#### Instructions for the task
Set down, without alteration, the lines from the one that contains "Identify every instance of the kayak bow" through the final line of the material below.
** begin **
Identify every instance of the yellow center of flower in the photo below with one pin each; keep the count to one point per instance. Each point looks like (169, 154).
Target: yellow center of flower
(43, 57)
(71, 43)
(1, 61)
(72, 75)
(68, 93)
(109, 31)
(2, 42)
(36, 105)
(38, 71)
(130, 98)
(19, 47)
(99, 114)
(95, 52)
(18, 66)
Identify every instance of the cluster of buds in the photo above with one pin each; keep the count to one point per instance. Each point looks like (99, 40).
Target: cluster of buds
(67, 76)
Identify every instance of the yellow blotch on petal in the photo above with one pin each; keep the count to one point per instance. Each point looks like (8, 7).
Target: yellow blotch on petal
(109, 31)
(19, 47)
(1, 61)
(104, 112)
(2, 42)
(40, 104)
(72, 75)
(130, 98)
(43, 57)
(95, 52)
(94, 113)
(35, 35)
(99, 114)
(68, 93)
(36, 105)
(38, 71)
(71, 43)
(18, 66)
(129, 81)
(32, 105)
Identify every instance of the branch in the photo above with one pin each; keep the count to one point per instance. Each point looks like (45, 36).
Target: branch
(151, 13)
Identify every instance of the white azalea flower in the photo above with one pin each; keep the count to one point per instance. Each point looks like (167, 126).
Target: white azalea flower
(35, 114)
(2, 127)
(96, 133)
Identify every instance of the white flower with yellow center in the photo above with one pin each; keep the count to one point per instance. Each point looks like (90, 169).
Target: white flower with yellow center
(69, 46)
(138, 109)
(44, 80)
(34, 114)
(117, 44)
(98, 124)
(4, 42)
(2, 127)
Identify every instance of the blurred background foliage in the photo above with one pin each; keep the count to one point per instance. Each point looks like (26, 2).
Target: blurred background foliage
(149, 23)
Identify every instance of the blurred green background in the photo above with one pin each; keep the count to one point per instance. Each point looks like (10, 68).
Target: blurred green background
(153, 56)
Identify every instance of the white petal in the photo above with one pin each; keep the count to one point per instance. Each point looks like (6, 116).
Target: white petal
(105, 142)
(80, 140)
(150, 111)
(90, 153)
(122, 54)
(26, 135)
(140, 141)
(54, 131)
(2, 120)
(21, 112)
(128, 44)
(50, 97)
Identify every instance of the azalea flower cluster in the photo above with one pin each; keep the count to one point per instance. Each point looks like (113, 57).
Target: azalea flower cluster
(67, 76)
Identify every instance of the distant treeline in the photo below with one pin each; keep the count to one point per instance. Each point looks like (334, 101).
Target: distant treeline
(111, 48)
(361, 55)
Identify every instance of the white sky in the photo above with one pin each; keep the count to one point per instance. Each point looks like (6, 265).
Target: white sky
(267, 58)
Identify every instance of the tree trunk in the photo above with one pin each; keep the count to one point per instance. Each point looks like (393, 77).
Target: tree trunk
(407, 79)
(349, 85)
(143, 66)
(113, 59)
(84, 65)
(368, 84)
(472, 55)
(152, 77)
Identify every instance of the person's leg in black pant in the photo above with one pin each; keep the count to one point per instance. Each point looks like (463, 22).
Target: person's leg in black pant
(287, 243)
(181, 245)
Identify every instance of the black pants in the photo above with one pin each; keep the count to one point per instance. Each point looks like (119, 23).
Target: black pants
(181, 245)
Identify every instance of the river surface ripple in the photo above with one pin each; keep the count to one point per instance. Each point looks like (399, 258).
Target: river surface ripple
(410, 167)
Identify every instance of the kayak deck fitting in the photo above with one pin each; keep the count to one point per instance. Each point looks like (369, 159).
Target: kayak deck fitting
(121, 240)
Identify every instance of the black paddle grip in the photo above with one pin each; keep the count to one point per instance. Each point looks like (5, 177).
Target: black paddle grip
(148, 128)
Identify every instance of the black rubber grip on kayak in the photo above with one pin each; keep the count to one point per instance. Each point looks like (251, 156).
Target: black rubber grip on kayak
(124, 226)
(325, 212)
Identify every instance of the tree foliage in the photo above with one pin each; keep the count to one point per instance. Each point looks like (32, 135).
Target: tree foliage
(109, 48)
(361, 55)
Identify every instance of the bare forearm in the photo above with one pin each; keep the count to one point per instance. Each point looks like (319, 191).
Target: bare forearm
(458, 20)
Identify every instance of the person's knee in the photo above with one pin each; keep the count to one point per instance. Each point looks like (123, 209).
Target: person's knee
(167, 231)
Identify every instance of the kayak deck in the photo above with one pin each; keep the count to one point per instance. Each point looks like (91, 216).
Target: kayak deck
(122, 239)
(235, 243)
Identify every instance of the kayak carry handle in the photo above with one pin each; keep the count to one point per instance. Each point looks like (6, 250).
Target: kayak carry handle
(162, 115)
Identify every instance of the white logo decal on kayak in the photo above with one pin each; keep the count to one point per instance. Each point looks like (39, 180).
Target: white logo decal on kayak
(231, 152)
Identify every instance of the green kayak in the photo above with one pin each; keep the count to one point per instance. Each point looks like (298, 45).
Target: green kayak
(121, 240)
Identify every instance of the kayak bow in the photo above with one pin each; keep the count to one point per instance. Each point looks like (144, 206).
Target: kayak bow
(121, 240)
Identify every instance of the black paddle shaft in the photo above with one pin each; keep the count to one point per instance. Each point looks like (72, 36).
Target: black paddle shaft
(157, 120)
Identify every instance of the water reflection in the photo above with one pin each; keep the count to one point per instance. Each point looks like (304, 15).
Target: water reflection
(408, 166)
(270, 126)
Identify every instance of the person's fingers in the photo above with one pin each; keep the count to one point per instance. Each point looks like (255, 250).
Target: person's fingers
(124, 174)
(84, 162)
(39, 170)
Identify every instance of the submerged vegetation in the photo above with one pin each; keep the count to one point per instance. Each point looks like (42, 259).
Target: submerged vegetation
** end **
#### Exercise answer
Identify every instance of the kayak bow in the photo above with one pin each; keep the count to one point per instance. Each point looks like (144, 206).
Target: kayak bow
(121, 240)
Identify every instance of the black paddle shaft in the photo above with one pin each; keep the count to one point per instance. Each point looks like (72, 36).
Target: black paddle shaft
(157, 120)
Identify every instance of the water reflection in the photo above with one pin each; keep the count to one point per instance. Each point looks like (304, 15).
Target: water reflection
(408, 166)
(270, 126)
Identify every instance of the person's fingers in the photo above with one pin each; keep the count to one point per instance. Each point looks like (255, 250).
Target: person's fingers
(124, 174)
(84, 162)
(39, 170)
Identify every instance of the submerged vegetation in the photo above with one pin each; keep the count to one point per instance. Each point looks like (42, 259).
Target: submerged vegetation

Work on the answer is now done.